Your objective -> Copy out the lines below word for word, leaving out the pictures.
◇ ◇ ◇ ◇
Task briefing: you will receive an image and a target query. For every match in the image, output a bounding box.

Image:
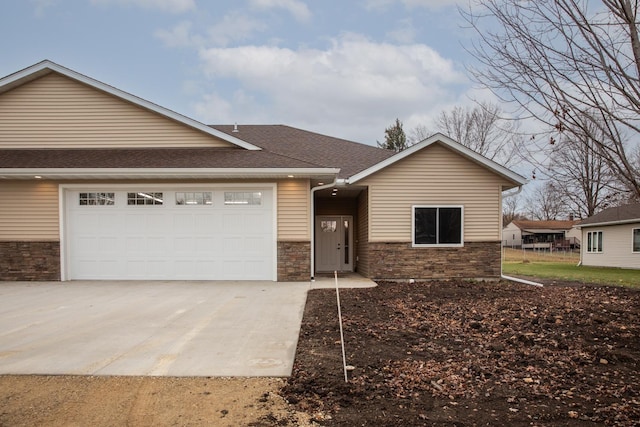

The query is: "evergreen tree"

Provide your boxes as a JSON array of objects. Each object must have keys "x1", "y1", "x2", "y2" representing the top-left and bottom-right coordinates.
[{"x1": 378, "y1": 119, "x2": 408, "y2": 152}]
◇ ◇ ◇ ◇
Response ->
Task briefing: you will receive an image and a target query. For every match in the image, output a bounding box.

Image:

The query is: "evergreen tree"

Provide your boxes as a JSON array of objects. Each object must have keys "x1", "y1", "x2", "y2" representing the top-left and bottom-right coordinates.
[{"x1": 378, "y1": 119, "x2": 408, "y2": 152}]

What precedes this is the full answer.